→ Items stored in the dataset
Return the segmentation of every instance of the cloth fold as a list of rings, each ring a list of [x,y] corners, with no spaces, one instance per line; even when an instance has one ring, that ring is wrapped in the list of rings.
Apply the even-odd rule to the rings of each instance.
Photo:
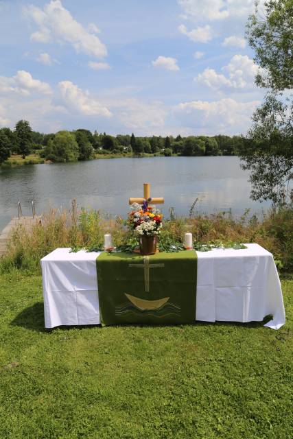
[[[103,252],[96,264],[102,324],[194,321],[194,250],[145,257]]]

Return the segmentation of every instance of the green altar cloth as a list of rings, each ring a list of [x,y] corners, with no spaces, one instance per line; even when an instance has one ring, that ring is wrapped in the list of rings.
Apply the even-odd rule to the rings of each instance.
[[[102,324],[196,320],[195,250],[152,256],[103,252],[97,258]]]

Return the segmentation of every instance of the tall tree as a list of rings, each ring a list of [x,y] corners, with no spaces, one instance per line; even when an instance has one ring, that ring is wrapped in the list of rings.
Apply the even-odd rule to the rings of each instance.
[[[78,145],[75,137],[69,131],[59,131],[46,147],[50,154],[47,158],[52,161],[71,162],[78,158]]]
[[[261,16],[258,5],[247,38],[261,67],[256,84],[268,91],[240,155],[252,198],[283,204],[293,199],[293,0],[269,0]]]
[[[135,139],[134,134],[132,132],[130,137],[130,146],[133,152],[135,151],[135,147],[136,147],[135,144],[136,144],[136,139]]]
[[[15,126],[15,135],[18,152],[25,158],[32,151],[32,128],[27,121],[19,121]]]
[[[89,160],[93,157],[93,147],[89,141],[87,130],[77,130],[75,132],[78,145],[78,160]],[[89,131],[89,132],[91,132]]]
[[[170,138],[168,136],[165,139],[165,149],[172,150]]]
[[[6,136],[4,129],[0,130],[0,165],[10,156],[11,146],[10,139]]]

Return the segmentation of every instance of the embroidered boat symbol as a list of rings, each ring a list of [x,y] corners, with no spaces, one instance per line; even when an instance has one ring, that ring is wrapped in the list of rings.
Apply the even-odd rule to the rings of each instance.
[[[130,300],[132,303],[140,309],[141,311],[148,311],[150,309],[159,309],[161,308],[170,298],[169,297],[164,297],[162,299],[157,299],[156,300],[145,300],[145,299],[140,299],[138,297],[130,296],[125,293],[127,298]]]

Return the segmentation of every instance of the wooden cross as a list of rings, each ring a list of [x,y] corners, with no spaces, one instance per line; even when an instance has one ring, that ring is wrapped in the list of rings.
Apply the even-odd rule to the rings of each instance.
[[[138,203],[142,204],[144,201],[152,203],[154,204],[163,204],[164,199],[160,198],[152,198],[150,196],[150,183],[143,183],[143,198],[130,198],[129,204]]]
[[[150,263],[150,257],[143,257],[143,263],[130,263],[130,267],[134,268],[144,268],[145,274],[145,289],[146,293],[150,292],[150,268],[158,268],[164,267],[163,263]]]

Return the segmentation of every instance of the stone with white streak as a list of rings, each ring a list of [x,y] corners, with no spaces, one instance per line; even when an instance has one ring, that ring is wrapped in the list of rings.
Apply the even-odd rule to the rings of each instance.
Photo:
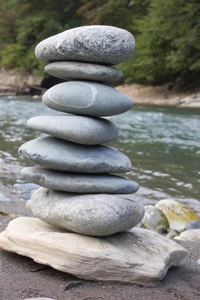
[[[64,232],[27,217],[10,222],[0,234],[0,248],[78,278],[132,283],[162,280],[188,252],[144,229],[100,238]]]

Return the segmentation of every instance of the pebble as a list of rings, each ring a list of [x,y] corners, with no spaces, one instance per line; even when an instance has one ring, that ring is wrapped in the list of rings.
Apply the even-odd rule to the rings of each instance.
[[[28,210],[31,210],[31,200],[27,200],[26,202],[26,208]]]
[[[147,205],[144,206],[145,213],[142,222],[152,229],[156,229],[159,226],[169,228],[168,219],[162,210],[153,205]]]
[[[126,194],[139,188],[132,180],[110,174],[64,172],[40,166],[24,168],[21,174],[28,181],[44,188],[72,192]]]
[[[190,229],[182,232],[178,236],[175,236],[176,240],[200,240],[200,229]]]
[[[82,116],[34,116],[28,120],[27,125],[50,136],[88,145],[110,142],[116,138],[118,134],[116,126],[108,120]]]
[[[160,225],[155,229],[155,232],[158,234],[166,234],[168,232],[168,230],[166,227],[163,226],[162,225]]]
[[[134,50],[132,35],[112,26],[82,26],[41,42],[36,57],[44,62],[72,60],[118,64],[129,60]]]
[[[88,236],[126,231],[136,226],[144,213],[138,202],[113,194],[80,194],[40,188],[31,200],[36,217],[56,227]]]
[[[200,229],[200,220],[192,220],[192,221],[190,221],[186,224],[184,230],[190,230],[190,229]]]
[[[175,236],[179,236],[180,234],[180,232],[178,230],[172,229],[169,231],[168,234],[166,234],[166,236],[170,238],[175,238]]]
[[[81,145],[50,136],[26,142],[18,152],[38,164],[70,172],[123,173],[132,166],[125,154],[110,147]]]
[[[172,199],[160,200],[155,206],[162,210],[166,216],[170,224],[170,229],[182,232],[190,221],[200,220],[192,210]]]
[[[120,114],[130,110],[132,100],[116,88],[98,82],[68,82],[52,86],[42,97],[52,110],[90,116]]]
[[[123,75],[115,68],[79,62],[55,62],[46,66],[44,70],[48,74],[65,80],[86,80],[101,83],[118,81]]]

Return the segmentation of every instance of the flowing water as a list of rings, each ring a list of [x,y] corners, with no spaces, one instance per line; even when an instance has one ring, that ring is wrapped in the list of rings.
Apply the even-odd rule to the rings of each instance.
[[[18,152],[22,144],[42,135],[26,126],[27,120],[52,114],[59,112],[40,100],[0,99],[0,187],[24,182],[20,170],[32,166]],[[108,118],[120,134],[106,144],[130,158],[132,170],[124,176],[145,188],[146,196],[156,191],[169,198],[200,200],[198,110],[135,106]]]

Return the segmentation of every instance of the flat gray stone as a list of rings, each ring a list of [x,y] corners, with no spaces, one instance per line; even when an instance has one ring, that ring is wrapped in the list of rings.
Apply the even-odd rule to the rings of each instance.
[[[145,229],[135,228],[108,236],[88,236],[24,216],[11,221],[0,233],[0,248],[78,278],[122,283],[162,280],[168,270],[188,252],[174,240]],[[146,297],[150,298],[158,297]]]
[[[30,140],[20,154],[50,168],[81,173],[123,173],[132,170],[124,154],[102,145],[81,145],[50,136]]]
[[[74,114],[34,116],[27,125],[50,136],[88,145],[110,142],[118,134],[116,126],[108,120]]]
[[[44,188],[72,192],[127,194],[139,188],[132,180],[110,174],[64,172],[42,166],[24,168],[21,174],[26,180]]]
[[[102,64],[78,62],[56,62],[44,67],[46,73],[66,80],[86,80],[102,83],[120,80],[120,70]]]
[[[138,202],[113,194],[78,194],[40,188],[31,198],[35,216],[65,230],[106,236],[134,227],[144,208]]]
[[[132,34],[112,26],[82,26],[44,40],[36,47],[36,57],[44,62],[72,60],[117,64],[131,57]]]
[[[91,116],[120,114],[133,106],[130,98],[116,88],[86,81],[54,86],[44,94],[42,101],[55,110]]]

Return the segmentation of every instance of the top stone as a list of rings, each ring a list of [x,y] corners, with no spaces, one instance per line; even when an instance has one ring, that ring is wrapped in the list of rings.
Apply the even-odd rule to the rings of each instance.
[[[112,26],[83,26],[44,40],[36,47],[44,62],[72,60],[117,64],[131,57],[134,40],[128,32]]]

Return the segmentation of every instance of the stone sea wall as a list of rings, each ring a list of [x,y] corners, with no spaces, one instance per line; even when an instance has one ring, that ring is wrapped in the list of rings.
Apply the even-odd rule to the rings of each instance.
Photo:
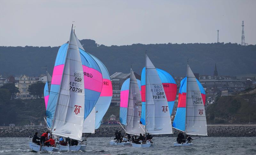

→ EXERCISE BRIEF
Lay out the lines of the items above as a numbered list, dropping the blank lines and leaving the pictures out.

→ SOLUTION TO THIS TASK
1. Return the segmentation of every instance of the cloth fold as a list of rings, each ring a list of [x,y] corners, with no spaces, one instance per line; even when an instance has one ring, that ring is wrapped in the list of rings.
2. Apply the even-odd rule to the rings of each instance.
3. Photo:
4. [[[103,252],[96,264],[102,324],[194,321],[194,250],[145,257]]]
5. Return the segmentation of every instance of the green altar cloth as a list of rings, each ring a list of [x,y] corners, with no spaces, one instance per line; even when an instance has one ring, that ring is wrapped in the list of rings.
6. Apply the even-odd rule to the rings of each instance.
7. [[[102,324],[196,320],[195,250],[152,256],[103,252],[97,258]]]
8. Return the segmentation of every instance of the tall tree as a list of rings, each ring a list of [x,y] corners, with no spaces, one instance per line; even when an instance has one ring, that ring is wrapped in the list of rings.
9. Apply the even-odd rule to the rings of each instance.
10. [[[78,145],[75,137],[69,131],[59,131],[46,147],[50,154],[47,158],[52,161],[71,162],[78,158]]]
11. [[[261,16],[258,5],[247,38],[261,67],[256,84],[268,91],[240,155],[252,198],[283,204],[293,199],[293,0],[269,0]]]
12. [[[135,139],[134,134],[132,132],[130,137],[130,146],[133,152],[135,151],[135,147],[136,147],[135,144],[136,144],[136,139]]]
13. [[[15,126],[15,135],[18,152],[25,158],[32,151],[32,128],[27,121],[19,121]]]
14. [[[89,160],[93,157],[93,147],[89,141],[87,130],[77,130],[75,132],[78,145],[78,160]],[[89,131],[89,132],[91,132]]]
15. [[[170,138],[168,136],[165,139],[165,149],[172,150]]]
16. [[[6,136],[4,129],[0,130],[0,165],[10,156],[11,146],[10,139]]]
17. Return the segmentation of every instance of the embroidered boat symbol as a list of rings, each ring a list of [x,y] corners, with no spaces, one instance per line; even when an instance has one ring, that ring is wrapped in the list of rings.
18. Apply the even-odd rule to the rings of each instance.
19. [[[130,300],[132,303],[140,309],[141,311],[148,311],[150,309],[159,309],[161,308],[170,298],[169,297],[164,297],[162,299],[157,299],[156,300],[145,300],[145,299],[140,299],[138,297],[130,296],[125,293],[127,298]]]
20. Return the segmentation of every instance of the wooden cross as a list of rings, each ring a list of [x,y] corners, with no spaces, one instance per line; even when an instance has one ring, that ring is wrapped in the list of rings.
21. Apply the even-odd rule to the rings of each instance.
22. [[[138,203],[142,204],[144,201],[152,203],[154,204],[163,204],[164,199],[160,198],[152,198],[150,196],[150,183],[143,183],[143,198],[130,198],[129,204]]]
23. [[[150,263],[150,257],[143,257],[143,263],[130,263],[130,267],[134,268],[144,268],[145,274],[145,289],[146,293],[150,292],[150,268],[158,268],[164,267],[163,263]]]
24. Return the segmentation of every instance of the stone with white streak as a list of rings, each ring a list of [x,y] corners, with no spaces, one instance per line; even when an instance has one ring, that ring is wrapped in the list of rings.
25. Apply the even-odd rule to the rings of each instance.
26. Photo:
27. [[[64,232],[27,217],[10,222],[0,234],[0,248],[78,278],[132,283],[162,280],[188,252],[144,229],[100,238]]]
28. Return the segmentation of every instance of the pebble as a list of rings, each ring a list of [x,y] corners, with no spaces, one instance per line; even when an instance has one ring, that ring is wrapped in the list of rings.
29. Apply the even-odd rule to the rings of each instance.
30. [[[28,210],[31,210],[31,200],[27,200],[26,202],[26,208]]]
31. [[[147,205],[144,206],[145,213],[142,222],[152,229],[156,229],[159,226],[169,228],[168,219],[162,210],[153,205]]]
32. [[[126,194],[139,188],[132,180],[110,174],[64,172],[40,166],[24,168],[21,174],[28,181],[44,188],[72,192]]]
33. [[[190,229],[182,232],[178,236],[175,236],[176,240],[200,240],[200,229]]]
34. [[[82,116],[34,116],[28,120],[27,125],[50,136],[88,145],[110,142],[116,138],[118,134],[116,126],[108,120]]]
35. [[[160,225],[155,229],[155,232],[158,234],[166,234],[168,232],[168,230],[166,227],[163,226],[162,225]]]
36. [[[134,50],[132,35],[112,26],[82,26],[41,42],[36,57],[44,62],[72,60],[118,64],[129,60]]]
37. [[[88,236],[126,231],[136,226],[144,213],[138,202],[113,194],[80,194],[40,188],[31,200],[36,217],[56,227]]]
38. [[[200,229],[200,220],[192,220],[192,221],[190,221],[186,224],[184,230],[190,230],[190,229]]]
39. [[[175,236],[179,236],[180,234],[180,232],[178,230],[172,229],[169,231],[168,234],[166,234],[166,236],[170,238],[175,238]]]
40. [[[81,145],[50,136],[26,142],[18,152],[38,164],[70,172],[123,173],[132,166],[125,154],[110,147]]]
41. [[[172,199],[160,200],[155,206],[162,210],[166,216],[170,224],[170,229],[182,232],[190,221],[200,220],[192,210]]]
42. [[[120,114],[130,110],[132,100],[116,88],[98,82],[68,82],[52,86],[42,97],[52,110],[90,116]]]
43. [[[123,75],[115,68],[79,62],[55,62],[46,66],[44,70],[48,74],[65,80],[86,80],[101,83],[118,81]]]
44. Return the segmentation of every instance of the flowing water as a list of rings, each ring a list of [x,y] corners, with no spaces, one instance per line; even when an instance has one ring, that ring is wrapped in the list of rings.
45. Apply the even-odd rule to the rings of each instance.
46. [[[18,152],[22,144],[42,135],[26,126],[27,120],[52,114],[59,112],[40,100],[0,99],[0,187],[24,182],[20,170],[32,166]],[[108,118],[120,134],[106,144],[130,158],[132,170],[124,176],[145,188],[146,196],[156,191],[169,198],[200,200],[198,110],[135,106]]]
47. Return the segmentation of every instance of the flat gray stone as a list of rings, each ring a list of [x,y] corners, with no spaces, one instance per line; even when an instance has one ring, that ring is wrapped in the list of rings.
48. Apply the even-odd rule to the rings of each instance.
49. [[[145,229],[135,228],[108,236],[88,236],[24,216],[11,221],[0,233],[0,248],[78,278],[122,283],[162,280],[168,270],[188,252],[174,240]],[[146,297],[150,298],[158,297]]]
50. [[[30,140],[20,154],[50,168],[81,173],[123,173],[132,170],[124,154],[102,145],[81,145],[50,136]]]
51. [[[74,114],[34,116],[27,125],[50,136],[88,145],[110,142],[118,134],[116,126],[108,120]]]
52. [[[44,188],[72,192],[127,194],[139,188],[132,180],[110,174],[64,172],[42,166],[24,168],[21,174],[26,180]]]
53. [[[102,64],[78,62],[56,62],[44,67],[46,73],[66,80],[86,80],[102,83],[120,80],[120,70]]]
54. [[[138,202],[113,194],[78,194],[40,188],[31,198],[35,216],[65,230],[106,236],[134,227],[144,208]]]
55. [[[132,34],[112,26],[82,26],[44,40],[36,47],[36,57],[44,62],[72,60],[117,64],[131,57]]]
56. [[[91,116],[120,114],[133,106],[130,98],[116,88],[86,81],[54,86],[44,94],[42,101],[55,110]]]
57. Return the segmentation of every instance of the top stone as a list of rings, each ring a list of [x,y] corners, with no spaces, one instance per line; even when an instance has one ring, that ring is wrapped in the list of rings.
58. Apply the even-odd rule to the rings of each instance.
59. [[[112,26],[83,26],[44,40],[36,47],[44,62],[72,60],[117,64],[131,57],[134,40],[128,32]]]
60. Return the segmentation of every instance of the stone sea wall as a list of rings, each ring a list of [x,y] corners, with no spaces, one instance per line; even when an instance has one ring, that ring is wrapped in the list of rings.
61. Apply the even-odd rule to the rings of each instance.
62. Photo:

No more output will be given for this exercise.